Image-backed grounding data
______________________________

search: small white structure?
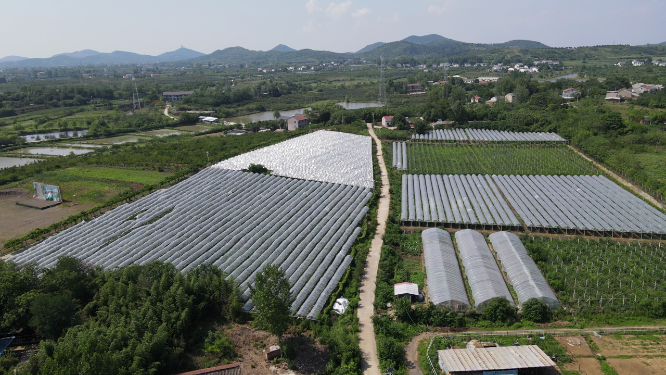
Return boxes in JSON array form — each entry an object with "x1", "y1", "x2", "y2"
[
  {"x1": 382, "y1": 116, "x2": 393, "y2": 127},
  {"x1": 394, "y1": 282, "x2": 419, "y2": 297}
]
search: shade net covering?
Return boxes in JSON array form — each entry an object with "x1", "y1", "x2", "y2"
[
  {"x1": 10, "y1": 169, "x2": 372, "y2": 319},
  {"x1": 492, "y1": 175, "x2": 666, "y2": 234},
  {"x1": 402, "y1": 174, "x2": 520, "y2": 227},
  {"x1": 412, "y1": 129, "x2": 566, "y2": 142},
  {"x1": 422, "y1": 228, "x2": 470, "y2": 311},
  {"x1": 488, "y1": 231, "x2": 560, "y2": 310},
  {"x1": 455, "y1": 229, "x2": 514, "y2": 309},
  {"x1": 213, "y1": 130, "x2": 373, "y2": 189}
]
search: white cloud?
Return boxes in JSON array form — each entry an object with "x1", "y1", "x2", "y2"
[
  {"x1": 326, "y1": 1, "x2": 352, "y2": 19},
  {"x1": 428, "y1": 5, "x2": 445, "y2": 14},
  {"x1": 305, "y1": 0, "x2": 322, "y2": 15},
  {"x1": 303, "y1": 19, "x2": 316, "y2": 32},
  {"x1": 351, "y1": 7, "x2": 371, "y2": 17}
]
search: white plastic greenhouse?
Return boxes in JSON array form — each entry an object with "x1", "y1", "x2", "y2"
[
  {"x1": 10, "y1": 169, "x2": 371, "y2": 319},
  {"x1": 488, "y1": 231, "x2": 560, "y2": 310},
  {"x1": 455, "y1": 229, "x2": 515, "y2": 309},
  {"x1": 412, "y1": 129, "x2": 566, "y2": 142},
  {"x1": 213, "y1": 130, "x2": 374, "y2": 189},
  {"x1": 422, "y1": 228, "x2": 470, "y2": 311}
]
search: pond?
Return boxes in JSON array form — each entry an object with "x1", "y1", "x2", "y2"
[
  {"x1": 0, "y1": 157, "x2": 43, "y2": 169},
  {"x1": 225, "y1": 108, "x2": 309, "y2": 124},
  {"x1": 81, "y1": 135, "x2": 149, "y2": 144},
  {"x1": 20, "y1": 129, "x2": 89, "y2": 142},
  {"x1": 335, "y1": 102, "x2": 383, "y2": 110},
  {"x1": 137, "y1": 129, "x2": 183, "y2": 137},
  {"x1": 17, "y1": 148, "x2": 94, "y2": 156}
]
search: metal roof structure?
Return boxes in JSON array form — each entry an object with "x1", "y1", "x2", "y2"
[
  {"x1": 394, "y1": 282, "x2": 419, "y2": 296},
  {"x1": 437, "y1": 345, "x2": 556, "y2": 373}
]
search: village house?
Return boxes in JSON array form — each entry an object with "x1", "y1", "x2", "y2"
[
  {"x1": 470, "y1": 96, "x2": 482, "y2": 103},
  {"x1": 381, "y1": 116, "x2": 393, "y2": 127},
  {"x1": 287, "y1": 115, "x2": 308, "y2": 131},
  {"x1": 562, "y1": 88, "x2": 582, "y2": 99},
  {"x1": 407, "y1": 83, "x2": 422, "y2": 93},
  {"x1": 505, "y1": 93, "x2": 515, "y2": 103},
  {"x1": 162, "y1": 91, "x2": 195, "y2": 102}
]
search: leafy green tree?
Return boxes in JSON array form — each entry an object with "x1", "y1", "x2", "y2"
[
  {"x1": 515, "y1": 84, "x2": 530, "y2": 104},
  {"x1": 521, "y1": 298, "x2": 549, "y2": 323},
  {"x1": 413, "y1": 118, "x2": 429, "y2": 135},
  {"x1": 273, "y1": 110, "x2": 281, "y2": 120},
  {"x1": 29, "y1": 293, "x2": 77, "y2": 339},
  {"x1": 482, "y1": 297, "x2": 517, "y2": 324},
  {"x1": 250, "y1": 264, "x2": 292, "y2": 341},
  {"x1": 392, "y1": 114, "x2": 407, "y2": 130},
  {"x1": 452, "y1": 102, "x2": 468, "y2": 125},
  {"x1": 245, "y1": 164, "x2": 271, "y2": 174}
]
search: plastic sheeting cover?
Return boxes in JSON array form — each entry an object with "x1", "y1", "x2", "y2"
[
  {"x1": 455, "y1": 229, "x2": 515, "y2": 309},
  {"x1": 422, "y1": 228, "x2": 470, "y2": 311},
  {"x1": 489, "y1": 231, "x2": 560, "y2": 310}
]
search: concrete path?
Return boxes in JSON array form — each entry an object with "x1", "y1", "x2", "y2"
[
  {"x1": 163, "y1": 104, "x2": 176, "y2": 120},
  {"x1": 406, "y1": 325, "x2": 666, "y2": 375},
  {"x1": 359, "y1": 123, "x2": 390, "y2": 375}
]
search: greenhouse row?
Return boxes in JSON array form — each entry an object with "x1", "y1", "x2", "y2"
[
  {"x1": 391, "y1": 142, "x2": 408, "y2": 170},
  {"x1": 421, "y1": 228, "x2": 470, "y2": 311},
  {"x1": 401, "y1": 174, "x2": 521, "y2": 228},
  {"x1": 455, "y1": 229, "x2": 514, "y2": 309},
  {"x1": 10, "y1": 168, "x2": 372, "y2": 319},
  {"x1": 493, "y1": 175, "x2": 666, "y2": 235},
  {"x1": 213, "y1": 130, "x2": 374, "y2": 189},
  {"x1": 488, "y1": 231, "x2": 560, "y2": 310},
  {"x1": 411, "y1": 129, "x2": 566, "y2": 142}
]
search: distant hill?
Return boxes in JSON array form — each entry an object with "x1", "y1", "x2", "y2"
[
  {"x1": 271, "y1": 44, "x2": 296, "y2": 52},
  {"x1": 402, "y1": 34, "x2": 458, "y2": 45},
  {"x1": 356, "y1": 42, "x2": 386, "y2": 54},
  {"x1": 491, "y1": 40, "x2": 550, "y2": 49},
  {"x1": 638, "y1": 41, "x2": 666, "y2": 47},
  {"x1": 54, "y1": 49, "x2": 101, "y2": 59},
  {"x1": 0, "y1": 56, "x2": 28, "y2": 63},
  {"x1": 189, "y1": 46, "x2": 350, "y2": 65},
  {"x1": 0, "y1": 47, "x2": 206, "y2": 67},
  {"x1": 157, "y1": 47, "x2": 205, "y2": 62}
]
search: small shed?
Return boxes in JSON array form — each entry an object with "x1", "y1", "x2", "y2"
[
  {"x1": 437, "y1": 345, "x2": 557, "y2": 375},
  {"x1": 394, "y1": 282, "x2": 419, "y2": 301}
]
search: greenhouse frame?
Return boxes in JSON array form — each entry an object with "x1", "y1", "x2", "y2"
[
  {"x1": 455, "y1": 229, "x2": 515, "y2": 309},
  {"x1": 422, "y1": 228, "x2": 470, "y2": 311},
  {"x1": 412, "y1": 129, "x2": 566, "y2": 142},
  {"x1": 488, "y1": 231, "x2": 560, "y2": 310},
  {"x1": 10, "y1": 169, "x2": 371, "y2": 319}
]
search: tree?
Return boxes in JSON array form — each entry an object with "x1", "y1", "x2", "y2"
[
  {"x1": 515, "y1": 84, "x2": 530, "y2": 104},
  {"x1": 392, "y1": 114, "x2": 406, "y2": 130},
  {"x1": 273, "y1": 110, "x2": 281, "y2": 120},
  {"x1": 29, "y1": 293, "x2": 76, "y2": 339},
  {"x1": 452, "y1": 102, "x2": 468, "y2": 125},
  {"x1": 250, "y1": 264, "x2": 292, "y2": 341},
  {"x1": 482, "y1": 297, "x2": 517, "y2": 324},
  {"x1": 413, "y1": 118, "x2": 429, "y2": 135},
  {"x1": 521, "y1": 298, "x2": 549, "y2": 323},
  {"x1": 245, "y1": 164, "x2": 271, "y2": 174}
]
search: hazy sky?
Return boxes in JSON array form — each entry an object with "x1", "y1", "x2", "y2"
[{"x1": 3, "y1": 0, "x2": 665, "y2": 58}]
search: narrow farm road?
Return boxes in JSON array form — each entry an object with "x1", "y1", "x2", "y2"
[
  {"x1": 163, "y1": 104, "x2": 176, "y2": 120},
  {"x1": 406, "y1": 325, "x2": 666, "y2": 375},
  {"x1": 359, "y1": 124, "x2": 390, "y2": 375}
]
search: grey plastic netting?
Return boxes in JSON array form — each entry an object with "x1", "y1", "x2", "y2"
[
  {"x1": 488, "y1": 231, "x2": 560, "y2": 310},
  {"x1": 422, "y1": 228, "x2": 470, "y2": 311},
  {"x1": 455, "y1": 229, "x2": 514, "y2": 309}
]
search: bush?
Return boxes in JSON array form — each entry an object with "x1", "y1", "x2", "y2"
[
  {"x1": 483, "y1": 297, "x2": 518, "y2": 325},
  {"x1": 521, "y1": 298, "x2": 549, "y2": 323}
]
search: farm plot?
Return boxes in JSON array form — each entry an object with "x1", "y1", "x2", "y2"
[
  {"x1": 523, "y1": 236, "x2": 666, "y2": 316},
  {"x1": 213, "y1": 130, "x2": 373, "y2": 189},
  {"x1": 401, "y1": 174, "x2": 521, "y2": 229},
  {"x1": 10, "y1": 169, "x2": 372, "y2": 319},
  {"x1": 412, "y1": 129, "x2": 566, "y2": 142},
  {"x1": 393, "y1": 143, "x2": 598, "y2": 176},
  {"x1": 494, "y1": 175, "x2": 666, "y2": 235}
]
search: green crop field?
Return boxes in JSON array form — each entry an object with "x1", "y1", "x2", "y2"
[
  {"x1": 396, "y1": 143, "x2": 600, "y2": 176},
  {"x1": 59, "y1": 167, "x2": 172, "y2": 185},
  {"x1": 523, "y1": 236, "x2": 666, "y2": 318}
]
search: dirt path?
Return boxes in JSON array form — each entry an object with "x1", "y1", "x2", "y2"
[
  {"x1": 405, "y1": 326, "x2": 666, "y2": 375},
  {"x1": 163, "y1": 104, "x2": 176, "y2": 120},
  {"x1": 358, "y1": 124, "x2": 390, "y2": 375},
  {"x1": 568, "y1": 145, "x2": 665, "y2": 209}
]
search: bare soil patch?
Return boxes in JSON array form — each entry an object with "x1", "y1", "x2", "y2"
[
  {"x1": 563, "y1": 357, "x2": 603, "y2": 375},
  {"x1": 216, "y1": 324, "x2": 329, "y2": 375},
  {"x1": 0, "y1": 195, "x2": 94, "y2": 253},
  {"x1": 607, "y1": 357, "x2": 666, "y2": 375},
  {"x1": 556, "y1": 336, "x2": 594, "y2": 356},
  {"x1": 592, "y1": 335, "x2": 666, "y2": 357}
]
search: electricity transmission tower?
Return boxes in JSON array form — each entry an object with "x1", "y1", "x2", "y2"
[
  {"x1": 378, "y1": 56, "x2": 387, "y2": 106},
  {"x1": 132, "y1": 78, "x2": 142, "y2": 109}
]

______________________________

• _WORK TASK_
Copy the entries above exactly, but only from the line holding "search: metal roof structure?" through the line holding "search: village house?", both included.

• _ANSWER SPACE_
search: metal roof structure?
Return boxes in JSON array form — each entry an object with "x1", "y1", "x2", "y2"
[
  {"x1": 394, "y1": 282, "x2": 419, "y2": 296},
  {"x1": 437, "y1": 345, "x2": 556, "y2": 373}
]
search: village house?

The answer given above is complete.